ERBIL (Kurdistan 24) – A Baghdad-based anti-human trafficking organization released its latest report on Saturday, detailing multiple instances of the practice committed by 27 different underground networks it says operate in Iraq and the Kurdistan Region.
"Most of these networks practice human organ trade and lure women into prostitution networks," said The Iraqi Observatory for Victims of Human Trafficking (IOVHT), in its third report which covers information gathered between the beginning of February and the end of June 2019.
"Victims of trafficking, both female and male, are exposed to many types of sexual violence during the trafficking experience - whatever type of exploitation they are exposed to."
According to the information obtained by the activists and journalists that work with the IOVHT, the criminal networks are often able to convince vulnerable victims to accompany them with promises of a new life in the Kurdistan Region, seen as a safe haven from the insecurity and violence faced by residents of other parts of Iraq.
A 21-year-old male referred to only as SA to protect his identity told the group he was persuaded by one such network to travel from Baghdad to Erbil and then to Duhok to have one of his kidneys removed for a promised payment of 4 million Iraqi dinars (just over $3,350). Afterward, he claimed the five people involved left him abandoned in the room that had been rented to perform the operation with only 400,000 dinars ($335).
The report continued, "There are dozens of women and children who are enticed daily into entering the local and international sex trade world or for begging with promises of a better life and a profitable business."
These networks, it read, "use modern patterns through the internet to trap girls by making false promises," and further warned, "of the spread of girls and children in streets, alleyways, and intersections on the pretext of begging to allow these networks to exploit them sexually and profit from them."

__Extracted information__.
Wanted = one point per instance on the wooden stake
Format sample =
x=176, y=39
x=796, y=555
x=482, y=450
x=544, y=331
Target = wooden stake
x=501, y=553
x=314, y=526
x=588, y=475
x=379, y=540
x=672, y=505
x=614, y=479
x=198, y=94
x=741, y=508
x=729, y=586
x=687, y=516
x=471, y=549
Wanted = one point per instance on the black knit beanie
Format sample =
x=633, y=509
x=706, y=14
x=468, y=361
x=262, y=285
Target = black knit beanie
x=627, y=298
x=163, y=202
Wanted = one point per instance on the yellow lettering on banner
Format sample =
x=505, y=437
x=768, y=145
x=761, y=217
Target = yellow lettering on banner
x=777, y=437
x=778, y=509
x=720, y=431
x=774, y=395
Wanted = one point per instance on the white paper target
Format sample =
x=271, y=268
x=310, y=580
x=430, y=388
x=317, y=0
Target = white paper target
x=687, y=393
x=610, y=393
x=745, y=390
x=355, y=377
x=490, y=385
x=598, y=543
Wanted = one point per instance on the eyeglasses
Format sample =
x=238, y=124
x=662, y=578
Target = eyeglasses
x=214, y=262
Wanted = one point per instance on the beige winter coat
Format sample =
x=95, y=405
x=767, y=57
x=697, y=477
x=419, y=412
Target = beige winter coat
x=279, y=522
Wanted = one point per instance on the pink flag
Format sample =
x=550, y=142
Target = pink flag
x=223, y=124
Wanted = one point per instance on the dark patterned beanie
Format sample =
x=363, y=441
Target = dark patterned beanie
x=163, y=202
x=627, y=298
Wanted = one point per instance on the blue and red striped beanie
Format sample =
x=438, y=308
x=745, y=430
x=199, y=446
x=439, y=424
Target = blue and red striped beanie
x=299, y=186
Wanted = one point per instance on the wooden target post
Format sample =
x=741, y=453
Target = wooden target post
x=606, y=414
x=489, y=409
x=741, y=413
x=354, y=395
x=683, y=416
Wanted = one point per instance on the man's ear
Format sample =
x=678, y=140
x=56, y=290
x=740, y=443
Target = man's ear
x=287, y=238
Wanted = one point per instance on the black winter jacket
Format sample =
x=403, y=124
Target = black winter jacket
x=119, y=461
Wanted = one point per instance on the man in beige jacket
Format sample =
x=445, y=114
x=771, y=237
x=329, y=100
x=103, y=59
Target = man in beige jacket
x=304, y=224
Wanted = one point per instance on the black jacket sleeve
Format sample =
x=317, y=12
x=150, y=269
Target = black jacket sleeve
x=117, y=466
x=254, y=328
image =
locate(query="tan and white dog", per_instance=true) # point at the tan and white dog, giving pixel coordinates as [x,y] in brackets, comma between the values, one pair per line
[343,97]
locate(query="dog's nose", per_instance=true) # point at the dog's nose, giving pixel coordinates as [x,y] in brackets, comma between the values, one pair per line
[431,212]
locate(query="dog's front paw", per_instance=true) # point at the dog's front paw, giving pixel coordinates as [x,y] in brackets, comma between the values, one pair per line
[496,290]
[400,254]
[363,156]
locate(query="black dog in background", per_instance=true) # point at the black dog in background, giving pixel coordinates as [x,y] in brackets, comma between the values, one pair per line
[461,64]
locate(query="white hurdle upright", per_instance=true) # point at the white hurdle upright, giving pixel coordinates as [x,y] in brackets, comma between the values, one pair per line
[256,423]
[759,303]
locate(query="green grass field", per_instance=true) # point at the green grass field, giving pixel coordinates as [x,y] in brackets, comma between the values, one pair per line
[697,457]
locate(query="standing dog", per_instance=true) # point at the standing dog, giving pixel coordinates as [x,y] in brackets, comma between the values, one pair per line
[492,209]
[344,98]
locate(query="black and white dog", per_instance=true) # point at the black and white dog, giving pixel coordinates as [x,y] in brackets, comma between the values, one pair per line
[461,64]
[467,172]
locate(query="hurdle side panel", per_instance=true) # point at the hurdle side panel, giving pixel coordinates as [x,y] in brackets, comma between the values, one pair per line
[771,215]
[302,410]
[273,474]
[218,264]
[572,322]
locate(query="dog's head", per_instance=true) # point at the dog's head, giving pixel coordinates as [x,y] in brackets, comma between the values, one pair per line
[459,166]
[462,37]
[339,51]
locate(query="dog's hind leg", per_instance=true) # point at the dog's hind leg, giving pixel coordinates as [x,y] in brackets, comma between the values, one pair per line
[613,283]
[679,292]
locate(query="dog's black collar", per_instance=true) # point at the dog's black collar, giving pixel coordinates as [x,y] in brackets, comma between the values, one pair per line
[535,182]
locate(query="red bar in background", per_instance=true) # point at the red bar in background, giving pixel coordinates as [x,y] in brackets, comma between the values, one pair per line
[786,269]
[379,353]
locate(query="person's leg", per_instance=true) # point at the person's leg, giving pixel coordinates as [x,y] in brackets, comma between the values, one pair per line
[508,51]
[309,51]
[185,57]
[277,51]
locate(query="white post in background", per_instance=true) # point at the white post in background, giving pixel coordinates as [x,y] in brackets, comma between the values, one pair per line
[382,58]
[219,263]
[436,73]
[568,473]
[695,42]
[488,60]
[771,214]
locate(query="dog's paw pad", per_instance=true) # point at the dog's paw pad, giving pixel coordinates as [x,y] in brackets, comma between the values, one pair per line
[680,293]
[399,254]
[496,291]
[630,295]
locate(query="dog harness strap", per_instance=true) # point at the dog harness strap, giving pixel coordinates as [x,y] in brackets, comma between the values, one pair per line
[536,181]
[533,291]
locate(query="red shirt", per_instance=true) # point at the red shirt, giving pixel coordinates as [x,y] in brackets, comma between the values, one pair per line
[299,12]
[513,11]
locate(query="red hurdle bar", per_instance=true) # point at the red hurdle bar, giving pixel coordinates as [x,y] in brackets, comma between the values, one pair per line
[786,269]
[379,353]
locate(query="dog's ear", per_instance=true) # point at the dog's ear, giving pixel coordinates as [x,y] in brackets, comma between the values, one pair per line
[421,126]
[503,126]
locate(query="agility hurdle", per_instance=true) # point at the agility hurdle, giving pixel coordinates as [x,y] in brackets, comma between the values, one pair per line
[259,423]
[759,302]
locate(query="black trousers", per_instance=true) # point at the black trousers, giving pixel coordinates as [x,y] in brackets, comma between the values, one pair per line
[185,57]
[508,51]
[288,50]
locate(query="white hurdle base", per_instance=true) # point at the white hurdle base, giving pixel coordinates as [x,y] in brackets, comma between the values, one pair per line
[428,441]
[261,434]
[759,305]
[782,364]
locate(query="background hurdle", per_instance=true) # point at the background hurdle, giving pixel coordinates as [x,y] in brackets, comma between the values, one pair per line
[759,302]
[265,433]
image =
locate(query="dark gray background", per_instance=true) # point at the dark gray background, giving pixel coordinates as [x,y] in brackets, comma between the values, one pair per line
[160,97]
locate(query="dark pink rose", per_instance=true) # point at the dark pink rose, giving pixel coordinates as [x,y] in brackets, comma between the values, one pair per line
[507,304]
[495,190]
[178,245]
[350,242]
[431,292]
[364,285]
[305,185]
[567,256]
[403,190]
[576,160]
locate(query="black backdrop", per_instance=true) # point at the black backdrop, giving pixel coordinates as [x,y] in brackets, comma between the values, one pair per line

__Problems to work on__.
a. Translate this sentence from the article on human trafficking in Iraq into Spanish: "Afterward, he claimed the five people involved left him abandoned in the room that had been rented to perform the operation with only 400,000 dinars ($335)."
b. Continue the article on human trafficking in Iraq from its last sentence.

__Answers by task__.
a. Después, afirmó que las cinco personas involucradas lo dejaron abandonado en la habitación que se había alquilado para realizar la operación con solo 400.000 dinares (335 dólares).

b.
The OIVHT said it "reiterates its call for the protection and assistance of victims of human trafficking with full respect for their human rights, such as adequate housing, counseling, legal information, medical, psychological and material assistance, employment and education."
Iraq's 2012 Human Trafficking Law mandates criminal penalties for those found guilty of "recruiting, transporting, housing, or receiving individuals by force, threat to use force, or other means, including by coercion, kidnapping, fraud, deception, misuse of power, exchange of money, or privileges to an influential person in order to sell and exploit the trafficked individuals by means of prostitution, sexual abuse, unpaid labor, forced labor, enslavement, beggary, trading of human organs, [and] medical experimentation."
The legislation also outlaws other workplace practices common in Iraq and the Kurdistan Region, such as the confiscation by employers of workers' identity or travel documents, including passports of foreign workers, because of the unfair leverage it gives employers over workers who often come from vulnerable populations.
On Wednesday, thirteen members of a Kurdish-led gang found guilty of trafficking people from the Kurdistan Region and Iraq into the UK were given sentences of up to ten years by a British court.
“They targeted the Kurdish community and looked to make as much profit out of every individual they could exploit. Their only concern was their profit margins,” said the crime unit.